##### DATA IN THIS EXERCISE #####

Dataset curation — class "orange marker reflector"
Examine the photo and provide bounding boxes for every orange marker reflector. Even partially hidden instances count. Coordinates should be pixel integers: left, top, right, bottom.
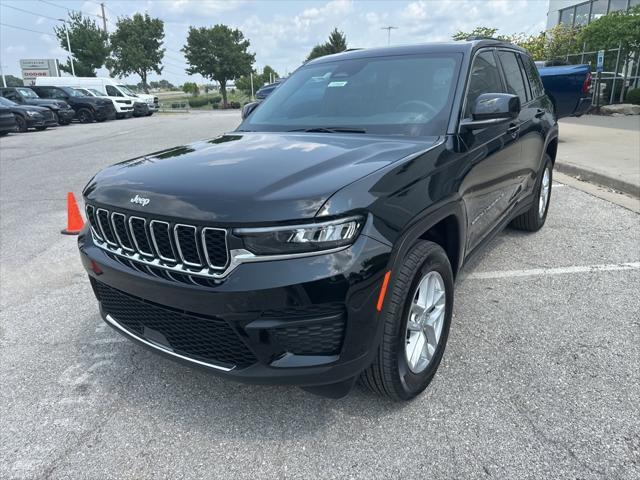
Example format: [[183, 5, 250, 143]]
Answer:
[[376, 270, 391, 312]]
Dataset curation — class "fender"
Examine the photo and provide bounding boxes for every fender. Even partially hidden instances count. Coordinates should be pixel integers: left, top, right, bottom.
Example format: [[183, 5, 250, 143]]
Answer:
[[388, 195, 467, 280]]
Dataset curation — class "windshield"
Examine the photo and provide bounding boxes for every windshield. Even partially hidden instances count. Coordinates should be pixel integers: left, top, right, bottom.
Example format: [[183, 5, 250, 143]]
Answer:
[[116, 85, 138, 97], [62, 87, 87, 97], [239, 53, 462, 136], [16, 88, 40, 98]]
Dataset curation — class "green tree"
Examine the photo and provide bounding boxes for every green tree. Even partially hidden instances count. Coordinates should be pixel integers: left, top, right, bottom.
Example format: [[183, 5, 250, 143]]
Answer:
[[236, 65, 279, 95], [182, 82, 200, 96], [182, 24, 256, 107], [107, 13, 165, 92], [306, 28, 347, 62], [53, 12, 109, 77], [451, 27, 501, 41], [580, 5, 640, 61]]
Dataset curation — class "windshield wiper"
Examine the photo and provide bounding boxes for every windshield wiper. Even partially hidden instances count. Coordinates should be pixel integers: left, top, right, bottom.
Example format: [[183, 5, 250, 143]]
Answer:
[[288, 127, 367, 133]]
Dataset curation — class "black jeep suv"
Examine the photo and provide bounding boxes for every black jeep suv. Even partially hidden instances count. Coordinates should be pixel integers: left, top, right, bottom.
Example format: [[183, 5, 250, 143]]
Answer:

#####

Put all of the lines above into a numbered list, leaving out blank lines and the picture.

* [EXERCISE OUTPUT]
1. Dataset curation — class "orange marker reflector"
2. Examine the photo and provide bounding boxes for every orange marker reflector. Even partially hidden instances count. Coordinates should be pixel integers: left, top, right, bottom.
3. Example format: [[183, 5, 250, 143]]
4. Answer:
5. [[376, 270, 391, 312]]
6. Dataset curation — class "fender"
7. Examine the photo and provide bounding boxes for every fender. Even partially hidden instances count. Coordinates should be pixel integers: left, top, right, bottom.
8. Example format: [[183, 5, 250, 143]]
9. Answer:
10. [[388, 195, 467, 280]]
11. Dataset curation — class "windshield"
12. Examine the photo and provide bounding boxes for every windshield. Even partially hidden instances count. Coordinates should be pixel integers: left, top, right, bottom.
13. Example format: [[183, 5, 250, 143]]
14. Answer:
15. [[116, 85, 138, 97], [62, 87, 87, 97], [239, 53, 462, 136], [16, 88, 40, 98]]
16. Dataset curation — class "green tree"
17. Examine the photo and provide bounding boxes for every green tree. Even partially hidden instances count. Coordinates should be pixel integers: left, top, right, bottom.
18. Example format: [[183, 5, 250, 143]]
19. Answer:
20. [[236, 65, 279, 95], [182, 82, 200, 96], [182, 24, 256, 107], [107, 13, 165, 92], [306, 28, 347, 62], [53, 12, 109, 77], [451, 27, 501, 41], [580, 5, 640, 61]]
21. Dataset curation — class "windshield wiper"
22. Examine the photo and provide bounding boxes for every windshield wiper. Even partially hidden instances count. Coordinates should be pixel integers: left, top, right, bottom.
23. Example format: [[183, 5, 250, 143]]
24. Answer:
25. [[288, 127, 367, 133]]
26. Dataset curation — class "black jeep suv"
27. Examine the photo and provide bounding boxes for every black jeep suv. Even partially hidden instances count. Coordinates should be pixel integers: left, top, right, bottom.
28. Example format: [[183, 5, 250, 143]]
29. Answer:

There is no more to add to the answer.